Doddy - u around chick? If u are ...   are u all on track at the mo for the wedding? Think I need some details! Love a wedding!! xxx

Emerald - have u got Internet yet in the sticks? Defo think u might just have to move... Nearer us of course!  

Zoe - where are u?  

Ale - sounds like this cycle is putting u to the test - I am   it's all worth it in the end though Hun! Xx


Right I know I have missed loads... But my mind is frazzled! Sorry  

Lots of love to everyone else! Big hugs!!


----------



## lollipops

Dial - How Are You    beautiful profile pic by the way! And yay to algarve holiday, we just need to pick a villa to rent and be done with it but we keep going round in circles about areas, price,location!? Arghhh, package holidays are Soooooooooooo much easier! X


----------



## dialadink

Lolli - I'm ok thanks Hun. Back to some sort of reality with work  
Hard to choose a holiday when it needs to meet all ur requirements, budget, dates etc... I'm sure it used to be easier, Now u have to jump through hoops just to see whats available!!  
Anyway, it will be lovely to just get away and the three of u to enjoy the sun on ya skin! 
Will ur brother have Alfie? 
Is it just gonna be the three of u? xxx


----------



## Faithope

Hey beautiful ladies 

*Dial* You look stunning  Thanks for asking about me  well sit down for this comment but I LOVE WORKING WITH MY 1:1 FINALLY  It's only taken 1 year and 6 months but he has turned a corner and there seems to be trust, emotional stability and caring between us and that is amazing! He holds my hand, he goes shy, he listens to me, even a look I give he can interpret what I am asking of him. He no longer throws things, I haven't had to restrain for over 6 months and when he does find things difficult-he will ask me to help, YAY!! Sorry that was a long 'me' reply  How are you doing? Any holiday plans for this year?

Extracted material:
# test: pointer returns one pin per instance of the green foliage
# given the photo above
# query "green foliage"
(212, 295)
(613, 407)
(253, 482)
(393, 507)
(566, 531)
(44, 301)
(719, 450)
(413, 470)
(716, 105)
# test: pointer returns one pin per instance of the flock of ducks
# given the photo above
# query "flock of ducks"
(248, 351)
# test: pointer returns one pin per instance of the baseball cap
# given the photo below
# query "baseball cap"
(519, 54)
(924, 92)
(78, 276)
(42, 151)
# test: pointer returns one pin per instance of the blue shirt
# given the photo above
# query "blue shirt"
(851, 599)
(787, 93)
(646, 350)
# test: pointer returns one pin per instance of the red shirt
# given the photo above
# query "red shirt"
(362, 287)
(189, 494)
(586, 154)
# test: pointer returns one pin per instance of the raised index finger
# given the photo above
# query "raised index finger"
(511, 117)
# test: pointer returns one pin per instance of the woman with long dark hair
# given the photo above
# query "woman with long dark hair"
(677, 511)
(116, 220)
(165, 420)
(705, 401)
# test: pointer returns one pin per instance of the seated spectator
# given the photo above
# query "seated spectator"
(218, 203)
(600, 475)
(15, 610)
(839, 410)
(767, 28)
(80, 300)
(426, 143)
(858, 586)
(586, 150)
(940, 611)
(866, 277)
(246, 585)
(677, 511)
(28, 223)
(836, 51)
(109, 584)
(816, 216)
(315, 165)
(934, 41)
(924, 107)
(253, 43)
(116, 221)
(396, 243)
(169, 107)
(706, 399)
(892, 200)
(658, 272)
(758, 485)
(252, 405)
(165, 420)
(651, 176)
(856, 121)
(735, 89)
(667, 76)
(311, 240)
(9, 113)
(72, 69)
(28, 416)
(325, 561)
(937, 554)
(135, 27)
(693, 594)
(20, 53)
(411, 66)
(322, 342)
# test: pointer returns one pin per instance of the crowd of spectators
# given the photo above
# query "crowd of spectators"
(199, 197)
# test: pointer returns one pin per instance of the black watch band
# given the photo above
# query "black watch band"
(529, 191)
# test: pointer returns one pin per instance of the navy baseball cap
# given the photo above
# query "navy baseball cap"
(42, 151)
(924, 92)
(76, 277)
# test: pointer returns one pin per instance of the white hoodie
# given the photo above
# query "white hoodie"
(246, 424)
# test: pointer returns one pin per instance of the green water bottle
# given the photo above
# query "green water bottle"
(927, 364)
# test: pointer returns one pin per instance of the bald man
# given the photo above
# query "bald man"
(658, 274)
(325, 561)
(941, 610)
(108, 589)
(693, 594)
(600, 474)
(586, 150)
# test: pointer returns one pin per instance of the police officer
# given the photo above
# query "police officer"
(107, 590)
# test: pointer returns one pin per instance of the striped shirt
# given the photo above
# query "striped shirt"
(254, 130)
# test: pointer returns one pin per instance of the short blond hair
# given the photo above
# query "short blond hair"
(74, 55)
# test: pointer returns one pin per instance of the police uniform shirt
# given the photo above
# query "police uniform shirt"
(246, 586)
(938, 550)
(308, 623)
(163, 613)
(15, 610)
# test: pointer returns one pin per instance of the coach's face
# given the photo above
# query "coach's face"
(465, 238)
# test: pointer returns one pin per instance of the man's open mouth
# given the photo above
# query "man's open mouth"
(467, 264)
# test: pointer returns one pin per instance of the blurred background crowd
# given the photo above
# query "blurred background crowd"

Exercise objective:
Write the next part of the forum thread in which friends trade news about weddings, holidays and work, starting right after Faithope's question about holiday plans.

Expected output:
*Angel* Enjoy your acu later-how long have you been doing it for? I know you talk about it, just wandered when you started?

*Lollipops* I'm sure you didn't look like a plonker and well done you for even trying something new! I always start a new year with the intention of starting something and never do it 'just in case' 

*KT* Where does the time go, looking at your sig, then at your ticker, baby birthdays are already coming  it seems like only yesterday we were waiting for a birth announcement! Yes that was about  I love that doctor-he says it how it is!

*doddy*  

Big hello to *Ale, Hennups, Henrch, Mrs Rock, and anyone I have missed* 

AFM Still awaiting Ovulation  hopefully by wednesday at the latest or we are looking at new dates (ie EC over Easter and I can't be doing that...)

xxxxx


----------



## henrch

Dial - your wish is my command.... updated avatar she was 5 weeks old when this photo was taken....

As for Guys, here is my view... Jen and Mrs Rock have used them too so may disagree...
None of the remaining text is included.